* KURZE AUFGABE
Tausche in allen folgenden Zeilen „keypoint“ gegen „marker“ aus und gib sie sonst unverändert wieder. Lass die Bilder in deiner Antwort weg.
========================================================================
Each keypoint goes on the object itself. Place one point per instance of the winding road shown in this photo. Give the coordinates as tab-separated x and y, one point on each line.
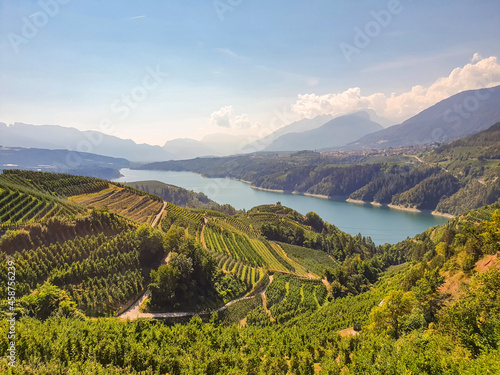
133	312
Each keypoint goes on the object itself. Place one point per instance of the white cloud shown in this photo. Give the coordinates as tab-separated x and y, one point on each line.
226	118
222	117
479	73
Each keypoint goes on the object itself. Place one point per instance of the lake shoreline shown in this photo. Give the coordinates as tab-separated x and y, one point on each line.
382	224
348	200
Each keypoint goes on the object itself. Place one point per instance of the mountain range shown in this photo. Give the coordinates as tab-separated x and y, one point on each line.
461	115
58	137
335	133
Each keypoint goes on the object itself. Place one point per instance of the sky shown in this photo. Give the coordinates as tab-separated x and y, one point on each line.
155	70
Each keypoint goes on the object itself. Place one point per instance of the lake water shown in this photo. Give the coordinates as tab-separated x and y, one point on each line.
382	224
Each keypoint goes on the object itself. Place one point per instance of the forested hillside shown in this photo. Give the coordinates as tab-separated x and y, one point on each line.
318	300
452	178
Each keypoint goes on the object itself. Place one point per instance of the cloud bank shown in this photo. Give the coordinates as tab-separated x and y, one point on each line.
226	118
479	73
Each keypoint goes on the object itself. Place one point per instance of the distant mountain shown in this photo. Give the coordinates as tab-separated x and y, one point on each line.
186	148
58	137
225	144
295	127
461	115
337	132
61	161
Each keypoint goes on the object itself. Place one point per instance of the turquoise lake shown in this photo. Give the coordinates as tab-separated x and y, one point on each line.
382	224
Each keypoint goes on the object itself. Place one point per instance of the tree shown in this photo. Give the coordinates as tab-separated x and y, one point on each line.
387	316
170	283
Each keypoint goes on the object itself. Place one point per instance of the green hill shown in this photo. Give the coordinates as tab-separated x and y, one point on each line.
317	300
========================================================================
* ANTWORT
Each marker goes on the object itself. Place one point per instance of the winding road shown in this photo. Give the coordinates as tab-separated x and y, one point on each line.
133	312
Each marker goes on the object itself. Place one point per instance of the white cloud shown in this photo. Give the coordinates as tab-separated x and y, one point on each line.
226	118
222	117
479	73
Each marker goes on the object itself. Place one point per instance of the lake shoreline shown in this photo. Give the coordinates as tab-separated x and y, one point on each line.
382	224
348	200
Each marker goes on the object itself. Place one point per instance of the mountain range shown in this photo. Give the coordinates as tab-separated x and y, one point on each line.
461	115
58	137
335	133
Each marker goes on the object itself. Place one point per instance of the sky shown in this photo. Give the coordinates as tab-separated x and y, one point on each line.
155	70
Each marker goes on the object itself. Place one point per instance of the lake water shown in this photo. Give the coordinates as tab-separated x and y, one point on each line.
382	224
Each marker goes on the object itself. Place one point per instance of the forested hillside shown in this photo. Give the coordinates as tab-separated x and y, one point on each line.
318	300
452	178
Each marker goes on the object itself. Place one point per instance of the cloud bank shown in this photo. Give the coordinates as tab-separated x and y, one point on each line.
226	118
479	73
Each marker goes on the object itself. Place one point per instance of the distant mountain shown in this photo. Give the coordinates as tab-separated x and y, one point on each line.
186	148
58	137
225	144
295	127
461	115
337	132
61	161
Each marker goes on the object itself. Place one point per instance of the turquoise lake shown in this photo. Give the coordinates as tab-separated x and y, one point on each line.
382	224
Each marker goes on the object itself. Place one point per instance of the tree shown in this photo. Give the coordinates as tab-separated x and y, one point on each line.
387	316
170	283
Each marker goes on the object itself. Place one point per instance of the green hill shown in this photo. Give the coordinates as tab-separated x and y, one point on each line.
317	300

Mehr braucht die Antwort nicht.